Extract to read:
---*---
# Bass in the Upper Caboolture River



## doodz666 (Dec 17, 2011)

Hi guys

I'm wanting to pick the brains of those who fish the freshwater sections of the Caboolture River. Not having much experience with freshwater, I launched into the Caboolture River the other day at about 5 in the morning. I spent the next five hours casting into every likely snag that I came across and didn't get so much as a bump.

I mainly stuck to using small blade lures and every retrieve I could think of before I moved over to the plastics. I can usually catch a feed on plastics in the salt. but again no luck. It's a bit embarrassing to go home to the missus from spending several hours on a stocked river with no fish in hand  .

Although I'm new to bass fishing and certainly don't expect much, even catching a little Tilapia would have made my day. Which begs the question, "What the hell?" I wouldn't want anyone to give over any hard-earned spots, but a tip regarding a lure or retrieve that has produced in the past would be a nice xmas pressie  . If any of the locals have any ideas, I'm keen to give anything a try.


----------



## 4weightfanatic (May 19, 2011)

Any dedicated bass fisho would first be saying please don't look at bass as a meal !!!! Although bass have been stocked in the river I believe they aren't prolific and with some unsavoury types in the area removing bass for a feed (although legal to take two) catch and release is the best approach. If you want a feed go catch a flathead or bream in the lower reaches.Regarding lures certainly blades and softies especially curl tailed grubs will catch them but having some diving minnow type lures especially suspending types (so you can pause by snags) will increase your chances. Knowing the depth is an advantage. I would be getting on the water an hour earlier and try some surface lures first then as the light increases progress deeper. Naturally casting as tight to structure is going to increase your chances and if your worried about losing lures buy some cheaper ones like Berkley Frenzy and Kokoda lures around $5 each and throw them in deep. Make a lure retriever to further boost your confidence. Maybe even invest in some snag resistant spinnerbaits and slowly wind them past structure. Cheers Pat.


----------



## gonfission (Feb 21, 2009)

Caboolture river hasn't been stocked for about ten years. Given that bass travel downstream to breed and the big floods over the huge weir, I'd be surprised if there were any/many left. I used to spend a bit of time on the river and given some of the sights I have seen in it, the last thing I would be doing is taking a feed from *anything* I caught there.
Cheers John.


----------



## doodz666 (Dec 17, 2011)

Thanks for the tips Pat.

Have to clarify about the eating bass, though. I was only using figures of speech, I rarely keep anything I catch these days. I'm more after the challenge of finding something in the freshwater. I'll definitely take on board what you say about the pausing and suspending of the lures. It's something I tend not to do when I'm lure fishing. I'll add it to the repertoire and see how I go.


----------



## doodz666 (Dec 17, 2011)

I would like to think that you're right, John. It's a case of no fish left, rather than I suck at catching them :? . I did a hydrographic survey of the river last year and thought that some spots looked promising, hence my recent visit with the kayak. Might give it another couple of shots while the wind is up in the bay before I give up.


----------
---*---
Written exercise A: From the fishing thread, quote the passage between "Caboolture river hasn't" and "see how I go.", inclusive.
Written exercise B:
For each statement, say whether the fishing thread agrees with it (yes or no), and quote the words from the thread that decide it.
(i) The first poster launched onto the river at about 5 in the morning.
(ii) Pat advises getting on the water an hour later.
(iii) John says the river was stocked within the past year.
Written exercise C:
Answer these questions from the fishing thread:
(i) For how many hours did the first poster cast without a bite?
(ii) What price does Pat give for Berkley Frenzy and Kokoda lures?
(iii) What kind of survey of the river did doodz666 do last year?

(Rows from a dataset)
---*---
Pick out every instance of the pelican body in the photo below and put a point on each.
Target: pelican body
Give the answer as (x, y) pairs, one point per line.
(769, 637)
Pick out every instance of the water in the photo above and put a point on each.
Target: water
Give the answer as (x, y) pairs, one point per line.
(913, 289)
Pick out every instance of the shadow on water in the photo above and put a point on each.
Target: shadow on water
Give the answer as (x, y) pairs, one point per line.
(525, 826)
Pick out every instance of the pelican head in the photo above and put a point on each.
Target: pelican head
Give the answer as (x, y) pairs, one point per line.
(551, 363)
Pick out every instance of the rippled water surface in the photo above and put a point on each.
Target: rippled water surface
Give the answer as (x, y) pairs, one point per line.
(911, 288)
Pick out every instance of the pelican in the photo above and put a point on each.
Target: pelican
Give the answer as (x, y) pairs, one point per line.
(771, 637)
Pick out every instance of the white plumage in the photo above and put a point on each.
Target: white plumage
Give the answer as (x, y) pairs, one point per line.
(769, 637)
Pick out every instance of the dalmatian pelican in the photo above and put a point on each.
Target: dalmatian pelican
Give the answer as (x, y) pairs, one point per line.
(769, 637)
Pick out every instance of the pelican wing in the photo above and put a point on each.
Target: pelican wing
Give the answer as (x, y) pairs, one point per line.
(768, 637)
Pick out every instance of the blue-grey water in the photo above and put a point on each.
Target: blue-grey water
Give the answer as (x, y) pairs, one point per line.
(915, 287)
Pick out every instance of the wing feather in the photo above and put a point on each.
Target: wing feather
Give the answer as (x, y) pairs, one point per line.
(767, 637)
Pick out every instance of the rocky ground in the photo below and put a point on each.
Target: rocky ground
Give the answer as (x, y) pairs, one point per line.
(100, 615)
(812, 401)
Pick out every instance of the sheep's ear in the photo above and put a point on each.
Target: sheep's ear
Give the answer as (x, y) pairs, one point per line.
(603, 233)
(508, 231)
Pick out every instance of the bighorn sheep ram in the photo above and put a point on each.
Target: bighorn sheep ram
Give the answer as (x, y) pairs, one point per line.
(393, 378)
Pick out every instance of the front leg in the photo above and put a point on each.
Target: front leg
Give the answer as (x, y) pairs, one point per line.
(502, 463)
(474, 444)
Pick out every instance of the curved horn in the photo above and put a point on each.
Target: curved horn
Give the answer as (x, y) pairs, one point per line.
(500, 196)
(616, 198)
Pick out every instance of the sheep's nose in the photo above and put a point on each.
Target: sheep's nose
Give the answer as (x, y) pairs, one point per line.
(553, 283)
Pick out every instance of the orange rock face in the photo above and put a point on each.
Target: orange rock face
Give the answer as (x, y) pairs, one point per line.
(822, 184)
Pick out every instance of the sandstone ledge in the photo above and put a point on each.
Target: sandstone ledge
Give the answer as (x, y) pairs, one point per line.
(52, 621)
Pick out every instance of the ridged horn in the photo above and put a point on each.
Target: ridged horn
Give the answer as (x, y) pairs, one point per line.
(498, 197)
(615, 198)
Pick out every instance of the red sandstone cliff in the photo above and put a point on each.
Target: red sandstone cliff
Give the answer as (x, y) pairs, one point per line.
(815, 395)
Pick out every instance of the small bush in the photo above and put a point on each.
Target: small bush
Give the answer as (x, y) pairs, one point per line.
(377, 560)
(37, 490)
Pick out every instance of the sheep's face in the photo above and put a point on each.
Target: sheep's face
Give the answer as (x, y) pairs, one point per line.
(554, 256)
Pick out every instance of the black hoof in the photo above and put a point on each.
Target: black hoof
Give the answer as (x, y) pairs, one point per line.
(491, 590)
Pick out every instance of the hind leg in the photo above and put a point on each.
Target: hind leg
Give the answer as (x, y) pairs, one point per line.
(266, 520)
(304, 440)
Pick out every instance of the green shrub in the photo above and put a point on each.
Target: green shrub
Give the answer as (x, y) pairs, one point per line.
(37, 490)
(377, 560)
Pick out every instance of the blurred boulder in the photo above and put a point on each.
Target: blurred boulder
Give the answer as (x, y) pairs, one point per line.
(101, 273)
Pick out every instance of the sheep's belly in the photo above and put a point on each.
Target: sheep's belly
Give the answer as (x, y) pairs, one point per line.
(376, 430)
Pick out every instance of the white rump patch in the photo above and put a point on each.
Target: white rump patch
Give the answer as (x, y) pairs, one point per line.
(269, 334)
---*---
Expected answer A:
Caboolture river hasn't been stocked for about ten years. Given that bass travel downstream to breed and the big floods over the huge weir, I'd be surprised if there were any/many left. I used to spend a bit of time on the river and given some of the sights I have seen in it, the last thing I would be doing is taking a feed from *anything* I caught there.
Cheers John.


----------



## doodz666 (Dec 17, 2011)

Thanks for the tips Pat.

Have to clarify about the eating bass, though. I was only using figures of speech, I rarely keep anything I catch these days. I'm more after the challenge of finding something in the freshwater. I'll definitely take on board what you say about the pausing and suspending of the lures. It's something I tend not to do when I'm lure fishing. I'll add it to the repertoire and see how I go.

Expected answer B:
(i) Yes: "I launched into the Caboolture River the other day at about 5 in the morning."
(ii) No: "I would be getting on the water an hour earlier"
(iii) No: "Caboolture river hasn't been stocked for about ten years."

Expected answer C:
(i) Five hours.
(ii) Around $5 each.
(iii) A hydrographic survey.